### Exercise
Among the lines below, which ones contain the word "person"? Copy every such line.

Extracted data entries
============================================================

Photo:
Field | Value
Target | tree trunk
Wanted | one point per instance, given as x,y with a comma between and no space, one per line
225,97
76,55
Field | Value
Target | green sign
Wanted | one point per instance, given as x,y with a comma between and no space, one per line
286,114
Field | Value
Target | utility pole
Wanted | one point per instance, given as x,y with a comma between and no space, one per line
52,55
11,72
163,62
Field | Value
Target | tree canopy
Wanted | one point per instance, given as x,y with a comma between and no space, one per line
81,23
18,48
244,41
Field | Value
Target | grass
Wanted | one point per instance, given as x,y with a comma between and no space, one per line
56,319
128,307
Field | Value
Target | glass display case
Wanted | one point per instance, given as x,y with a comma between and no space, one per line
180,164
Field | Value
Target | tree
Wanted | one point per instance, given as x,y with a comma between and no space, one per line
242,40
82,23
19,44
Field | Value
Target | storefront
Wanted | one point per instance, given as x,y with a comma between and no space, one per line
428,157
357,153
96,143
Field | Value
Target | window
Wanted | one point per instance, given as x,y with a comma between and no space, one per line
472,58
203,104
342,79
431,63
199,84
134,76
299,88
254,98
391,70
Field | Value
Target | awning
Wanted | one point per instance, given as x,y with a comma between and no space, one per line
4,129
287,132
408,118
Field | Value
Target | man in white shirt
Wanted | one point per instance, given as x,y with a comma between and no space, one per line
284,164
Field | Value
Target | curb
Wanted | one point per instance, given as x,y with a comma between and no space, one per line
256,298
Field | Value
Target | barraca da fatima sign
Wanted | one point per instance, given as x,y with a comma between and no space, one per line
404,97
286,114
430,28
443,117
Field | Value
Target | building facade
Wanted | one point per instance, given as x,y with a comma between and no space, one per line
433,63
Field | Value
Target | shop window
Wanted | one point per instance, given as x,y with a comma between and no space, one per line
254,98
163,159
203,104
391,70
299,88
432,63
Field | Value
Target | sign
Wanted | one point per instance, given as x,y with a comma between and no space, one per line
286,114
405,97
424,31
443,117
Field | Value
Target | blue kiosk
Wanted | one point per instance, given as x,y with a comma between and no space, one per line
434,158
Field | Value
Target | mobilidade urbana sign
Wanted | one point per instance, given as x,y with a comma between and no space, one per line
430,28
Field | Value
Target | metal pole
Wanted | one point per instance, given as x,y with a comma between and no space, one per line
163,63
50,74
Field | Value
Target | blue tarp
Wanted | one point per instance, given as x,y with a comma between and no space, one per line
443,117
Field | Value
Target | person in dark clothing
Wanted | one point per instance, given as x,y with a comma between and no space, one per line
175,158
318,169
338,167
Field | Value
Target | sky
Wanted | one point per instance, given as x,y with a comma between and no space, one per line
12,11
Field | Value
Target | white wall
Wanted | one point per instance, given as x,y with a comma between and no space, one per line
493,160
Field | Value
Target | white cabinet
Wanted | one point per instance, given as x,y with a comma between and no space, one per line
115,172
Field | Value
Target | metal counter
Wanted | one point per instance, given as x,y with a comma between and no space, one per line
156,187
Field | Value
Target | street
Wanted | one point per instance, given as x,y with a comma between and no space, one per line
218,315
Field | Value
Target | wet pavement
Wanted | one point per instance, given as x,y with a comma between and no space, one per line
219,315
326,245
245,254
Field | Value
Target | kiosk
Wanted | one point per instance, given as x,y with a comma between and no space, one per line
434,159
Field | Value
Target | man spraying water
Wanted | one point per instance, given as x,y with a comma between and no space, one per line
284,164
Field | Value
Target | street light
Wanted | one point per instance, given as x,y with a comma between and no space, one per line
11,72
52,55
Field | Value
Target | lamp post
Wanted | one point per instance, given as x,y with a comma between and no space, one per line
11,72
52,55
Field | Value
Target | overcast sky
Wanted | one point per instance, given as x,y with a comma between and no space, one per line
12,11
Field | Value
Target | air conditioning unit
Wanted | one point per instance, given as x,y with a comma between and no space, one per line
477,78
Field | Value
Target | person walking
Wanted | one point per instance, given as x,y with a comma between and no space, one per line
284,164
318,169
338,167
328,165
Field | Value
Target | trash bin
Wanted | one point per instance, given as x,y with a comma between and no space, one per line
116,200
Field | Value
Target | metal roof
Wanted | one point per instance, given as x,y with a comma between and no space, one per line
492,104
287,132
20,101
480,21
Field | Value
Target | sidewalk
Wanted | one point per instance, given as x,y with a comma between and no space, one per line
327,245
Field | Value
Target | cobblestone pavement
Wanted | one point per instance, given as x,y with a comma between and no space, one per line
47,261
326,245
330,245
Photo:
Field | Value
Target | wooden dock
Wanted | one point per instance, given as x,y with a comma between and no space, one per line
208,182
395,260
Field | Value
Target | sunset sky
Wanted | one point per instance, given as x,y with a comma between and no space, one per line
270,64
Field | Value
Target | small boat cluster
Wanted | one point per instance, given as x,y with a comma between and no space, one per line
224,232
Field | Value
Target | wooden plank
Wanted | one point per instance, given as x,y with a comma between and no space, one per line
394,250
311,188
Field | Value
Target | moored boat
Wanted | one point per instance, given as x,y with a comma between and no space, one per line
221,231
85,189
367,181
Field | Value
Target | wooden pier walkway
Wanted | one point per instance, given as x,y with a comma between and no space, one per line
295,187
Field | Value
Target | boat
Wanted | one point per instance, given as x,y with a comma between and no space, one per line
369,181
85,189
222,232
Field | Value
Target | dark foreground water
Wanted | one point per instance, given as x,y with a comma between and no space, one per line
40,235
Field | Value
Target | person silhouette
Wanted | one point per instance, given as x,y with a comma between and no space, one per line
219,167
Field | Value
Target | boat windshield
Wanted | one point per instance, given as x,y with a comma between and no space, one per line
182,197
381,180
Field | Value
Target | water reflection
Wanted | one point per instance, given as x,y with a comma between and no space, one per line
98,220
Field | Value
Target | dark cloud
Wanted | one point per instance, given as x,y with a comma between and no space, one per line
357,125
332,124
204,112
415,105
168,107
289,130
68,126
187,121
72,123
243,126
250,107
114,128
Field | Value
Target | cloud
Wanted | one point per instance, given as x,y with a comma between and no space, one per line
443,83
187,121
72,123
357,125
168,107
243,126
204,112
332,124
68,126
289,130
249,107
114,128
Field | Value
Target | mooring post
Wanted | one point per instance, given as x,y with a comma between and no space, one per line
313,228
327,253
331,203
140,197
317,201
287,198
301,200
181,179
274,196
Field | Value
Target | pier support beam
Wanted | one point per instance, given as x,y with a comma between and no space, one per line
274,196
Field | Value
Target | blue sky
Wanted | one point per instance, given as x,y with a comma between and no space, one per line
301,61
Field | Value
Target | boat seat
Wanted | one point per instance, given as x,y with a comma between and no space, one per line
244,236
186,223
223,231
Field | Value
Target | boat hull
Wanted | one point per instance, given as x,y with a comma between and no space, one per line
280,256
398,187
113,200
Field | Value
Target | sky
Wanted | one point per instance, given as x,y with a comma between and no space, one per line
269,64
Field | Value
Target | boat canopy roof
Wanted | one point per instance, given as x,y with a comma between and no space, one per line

============================================================

### Exercise solution
Target | person in dark clothing
Target | person walking
Target | person silhouette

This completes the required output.